* _Geciteerde passage_
■ ■ ■ ■ ■
De noodzaak om het een en ander te reguleren en controleren werd aan het begin van de vorige eeuw steeds meer gevoeld. In 1910 was het zover en werd de trekhondenwet in werking gesteld. Hierin stonden bepalingen ten aanzien van de maximale treklast, het minimale formaat van in te zetten honden, de gebruikte tuigjes waaraan een hondenkar moest voldoen en de minimumleeftijd van de bestuurder. Ook was de eigenaar van een hondenkar vanaf dat moment vergunningplichtig. In 1912 werd de Anti-trekhondenbond opgericht, die een totaalverbod nastreefde ('koop niet bij trekhondenhouders!'). Na de Tweede Wereldoorlog werd deze organisatie herdoopt tot Anti Trek- en Kettinghondenbond (met 'kettinghonden' werden waakhonden bedoeld die aan de ketting lagen op het boerenerf). Thans is dit de Koninklijke Hondenbescherming.
■ ■ ■ ■ ■
* _Bronmateriaal_
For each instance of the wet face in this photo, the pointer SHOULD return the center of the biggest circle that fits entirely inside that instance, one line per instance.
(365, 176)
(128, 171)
■ ■ ■ ■ ■
* _De opdrachten_
a - Klopt elk van deze beweringen volgens de tekst over de trekhondenwet? Antwoord per bewering met ja of nee en citeer de woorden uit de tekst die de doorslag geven.
(i) De trekhondenwet ging in 1910 in.
(ii) De Anti-trekhondenbond werd na de Tweede Wereldoorlog opgericht.
(iii) Met 'kettinghonden' werden waakhonden bedoeld.
b - Schrijf het stuk uit de tekst over de trekhondenwet opnieuw op, beginnend bij "De noodzaak om" en doorlopend tot en met "dit de Koninklijke Hondenbescherming.", en vervang daarin "hondenkar" door "trekkar".
c - Hoe heet de Anti Trek- en Kettinghondenbond volgens de tekst over de trekhondenwet tegenwoordig?

* _Gegeven antwoorden_
a -
(i) Ja: "In 1910 was het zover en werd de trekhondenwet in werking gesteld."
(ii) Nee: "In 1912 werd de Anti-trekhondenbond opgericht"
(iii) Ja: "met 'kettinghonden' werden waakhonden bedoeld die aan de ketting lagen op het boerenerf"

b -
De noodzaak om het een en ander te reguleren en controleren werd aan het begin van de vorige eeuw steeds meer gevoeld. In 1910 was het zover en werd de trekhondenwet in werking gesteld. Hierin stonden bepalingen ten aanzien van de maximale treklast, het minimale formaat van in te zetten honden, de gebruikte tuigjes waaraan een trekkar moest voldoen en de minimumleeftijd van de bestuurder. Ook was de eigenaar van een trekkar vanaf dat moment vergunningplichtig. In 1912 werd de Anti-trekhondenbond opgericht, die een totaalverbod nastreefde ('koop niet bij trekhondenhouders!'). Na de Tweede Wereldoorlog werd deze organisatie herdoopt tot Anti Trek- en Kettinghondenbond (met 'kettinghonden' werden waakhonden bedoeld die aan de ketting lagen op het boerenerf). Thans is dit de Koninklijke Hondenbescherming.

c - De Koninklijke Hondenbescherming.